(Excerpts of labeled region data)
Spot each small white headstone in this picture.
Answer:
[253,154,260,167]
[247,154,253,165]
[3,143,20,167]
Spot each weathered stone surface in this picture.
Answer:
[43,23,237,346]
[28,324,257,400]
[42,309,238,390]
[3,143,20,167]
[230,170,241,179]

--

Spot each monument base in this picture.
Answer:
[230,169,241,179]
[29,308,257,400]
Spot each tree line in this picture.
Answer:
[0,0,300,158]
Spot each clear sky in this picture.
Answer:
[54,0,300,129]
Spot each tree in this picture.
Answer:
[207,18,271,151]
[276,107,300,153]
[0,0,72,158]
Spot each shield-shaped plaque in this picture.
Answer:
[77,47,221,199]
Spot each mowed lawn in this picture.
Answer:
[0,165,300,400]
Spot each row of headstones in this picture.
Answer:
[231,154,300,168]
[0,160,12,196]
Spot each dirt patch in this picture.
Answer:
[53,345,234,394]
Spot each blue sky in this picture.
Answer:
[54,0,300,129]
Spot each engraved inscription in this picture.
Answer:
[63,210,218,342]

**STATED EXERCISE**. Reproduce word for word the lines starting at the line that contains "Spot each monument base in this picture." and ending at the line that contains "[0,0,72,158]", including both of those lines.

**COMPLETE RESPONSE**.
Spot each monument base in this picture.
Answer:
[230,169,241,179]
[29,308,257,400]
Spot each tree line in this picture.
Answer:
[0,0,300,158]
Spot each clear sky in this picture.
Answer:
[54,0,300,129]
Spot each tree in this picture.
Answer:
[207,18,271,151]
[276,107,300,153]
[0,0,72,158]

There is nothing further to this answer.